Activity — Go through the records line by line. Report how many lines contain "instance", with nothing else.

* * * * * * * * *

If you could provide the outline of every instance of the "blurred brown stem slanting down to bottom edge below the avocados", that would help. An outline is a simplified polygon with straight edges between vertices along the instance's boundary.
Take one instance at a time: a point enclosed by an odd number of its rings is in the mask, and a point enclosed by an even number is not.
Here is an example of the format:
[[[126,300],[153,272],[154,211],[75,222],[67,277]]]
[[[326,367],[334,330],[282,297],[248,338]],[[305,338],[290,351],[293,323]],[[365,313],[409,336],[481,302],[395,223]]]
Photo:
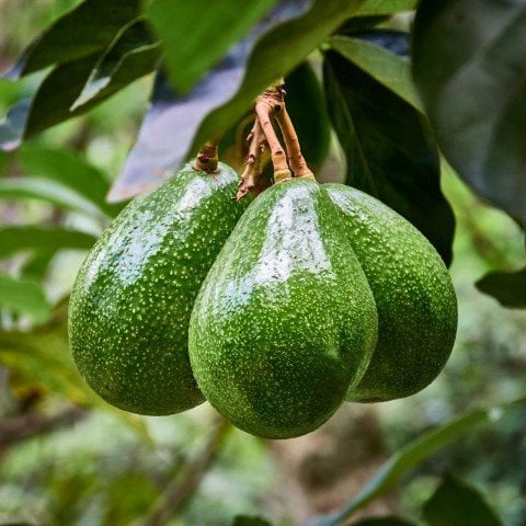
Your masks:
[[[219,446],[229,428],[230,424],[226,420],[221,419],[217,422],[204,448],[186,465],[183,480],[176,480],[168,484],[163,494],[153,504],[149,515],[138,524],[136,523],[137,526],[163,526],[173,517],[174,513],[183,506],[199,485],[207,469],[216,458]]]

* * * * * * * * *

Response to the exercise — 2